## TEXT PROVIDED
********

Whenever I run into a problem along these lines, I automatically know it's the original tone. The saying "Less is more" is totally true. At the beginning of my "career" recording, I use to flop anything on track, and say to myself "well, I can just eq it and process it later" and it never turned out that way. But once you record everything, it should sound 80-90% the way you want it to, and the rest is HP, Comp, LP Some surgical EQ, Saturation, Limiting etc. Minor Adjustments in the after-mixing stage.

So if it's not working, it's not working. Seems like the bass is muddying up your guitar tone. Change bass tone, go from there.
 
I got the bass/guitar relation right when i switched to ns10s. Damn those mids are so clear on those speakers so it is easy to get that mid punch. Before, working on the hs80's most of the energy from my mixes of the bassguitar came below 100hz and of course that is important too but nowdays i can get that both the energy below 100hz right and that midpunch.
 
With heavier styles the bass guitar plays a slightly different role from my observations .

********

## STATED TASK
Reproduce word for word everything in the mixing text above from "Whenever I run" down to "the after-mixing stage.".

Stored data
********

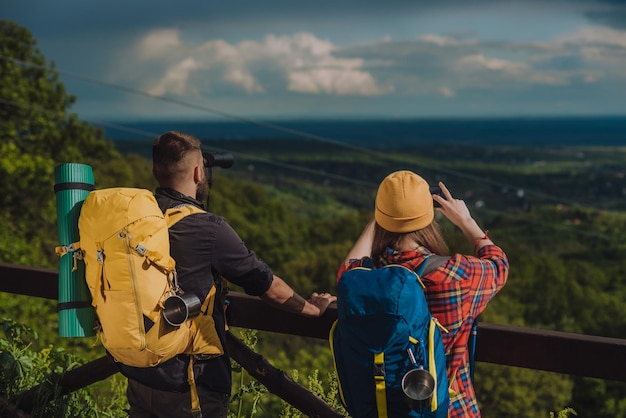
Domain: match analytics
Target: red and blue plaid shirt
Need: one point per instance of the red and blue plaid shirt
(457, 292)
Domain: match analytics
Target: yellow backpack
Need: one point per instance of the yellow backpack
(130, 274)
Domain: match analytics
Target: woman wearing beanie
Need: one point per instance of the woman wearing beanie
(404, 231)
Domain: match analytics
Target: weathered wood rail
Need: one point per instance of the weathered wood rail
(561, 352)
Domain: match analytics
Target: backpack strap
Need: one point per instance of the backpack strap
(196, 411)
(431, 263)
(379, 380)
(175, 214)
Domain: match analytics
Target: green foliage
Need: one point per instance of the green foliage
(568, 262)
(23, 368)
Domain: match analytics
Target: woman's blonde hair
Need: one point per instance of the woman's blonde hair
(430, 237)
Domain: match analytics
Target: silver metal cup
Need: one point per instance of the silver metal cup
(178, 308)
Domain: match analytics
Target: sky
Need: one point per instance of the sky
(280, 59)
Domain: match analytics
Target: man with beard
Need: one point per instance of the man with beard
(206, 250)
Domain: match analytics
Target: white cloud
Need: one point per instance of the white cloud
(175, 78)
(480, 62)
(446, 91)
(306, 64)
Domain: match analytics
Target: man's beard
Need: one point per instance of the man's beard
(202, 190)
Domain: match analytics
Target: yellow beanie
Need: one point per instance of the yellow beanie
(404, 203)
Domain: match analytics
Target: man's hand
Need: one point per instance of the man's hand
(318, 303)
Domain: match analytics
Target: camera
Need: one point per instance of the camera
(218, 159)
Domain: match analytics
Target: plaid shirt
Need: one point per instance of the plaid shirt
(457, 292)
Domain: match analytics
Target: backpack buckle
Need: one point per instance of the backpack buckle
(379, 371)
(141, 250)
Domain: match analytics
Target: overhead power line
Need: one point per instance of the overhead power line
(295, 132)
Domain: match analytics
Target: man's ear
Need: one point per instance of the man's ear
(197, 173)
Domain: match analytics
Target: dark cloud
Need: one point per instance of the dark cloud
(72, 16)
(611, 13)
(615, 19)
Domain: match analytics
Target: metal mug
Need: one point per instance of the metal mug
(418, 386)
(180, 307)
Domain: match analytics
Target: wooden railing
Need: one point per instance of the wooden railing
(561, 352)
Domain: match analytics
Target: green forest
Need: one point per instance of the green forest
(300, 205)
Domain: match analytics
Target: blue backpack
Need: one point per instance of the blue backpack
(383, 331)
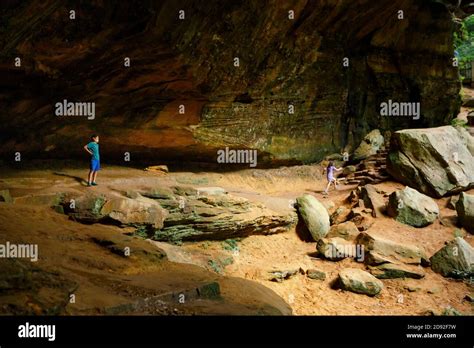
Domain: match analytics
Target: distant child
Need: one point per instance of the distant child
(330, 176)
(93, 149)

********

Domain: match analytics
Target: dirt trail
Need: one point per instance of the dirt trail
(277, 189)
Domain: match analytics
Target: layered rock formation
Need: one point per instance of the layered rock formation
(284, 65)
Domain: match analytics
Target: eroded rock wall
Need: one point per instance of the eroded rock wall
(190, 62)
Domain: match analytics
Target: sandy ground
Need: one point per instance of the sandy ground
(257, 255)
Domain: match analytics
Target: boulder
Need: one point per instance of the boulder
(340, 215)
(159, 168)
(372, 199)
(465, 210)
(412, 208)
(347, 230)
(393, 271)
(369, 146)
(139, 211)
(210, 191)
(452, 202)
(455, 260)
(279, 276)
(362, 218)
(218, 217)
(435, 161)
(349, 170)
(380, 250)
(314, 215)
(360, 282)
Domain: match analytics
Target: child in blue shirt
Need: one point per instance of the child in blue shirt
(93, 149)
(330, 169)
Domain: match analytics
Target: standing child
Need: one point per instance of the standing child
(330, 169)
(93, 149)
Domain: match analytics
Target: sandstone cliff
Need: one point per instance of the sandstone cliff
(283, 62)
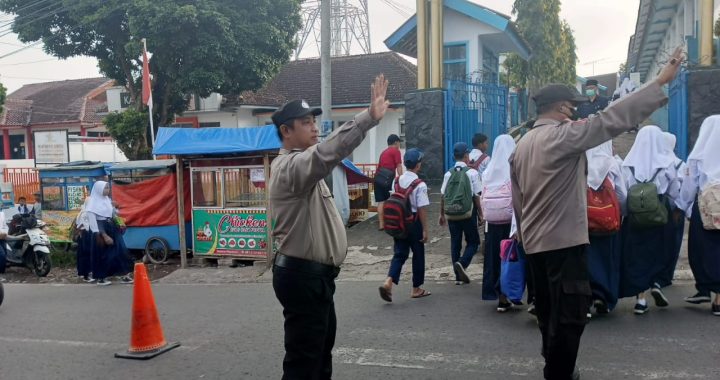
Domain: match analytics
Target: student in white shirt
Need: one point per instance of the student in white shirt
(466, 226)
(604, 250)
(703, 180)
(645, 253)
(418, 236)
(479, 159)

********

## FULL SOLUTION
Whenever I run into a problem along these lines, I automatically know it's the original tone. The saying "Less is more" is totally true. At the beginning of my "career" recording, I use to flop anything on track, and say to myself "well, I can just eq it and process it later" and it never turned out that way. But once you record everything, it should sound 80-90% the way you want it to, and the rest is HP, Comp, LP Some surgical EQ, Saturation, Limiting etc. Minor Adjustments in the after-mixing stage.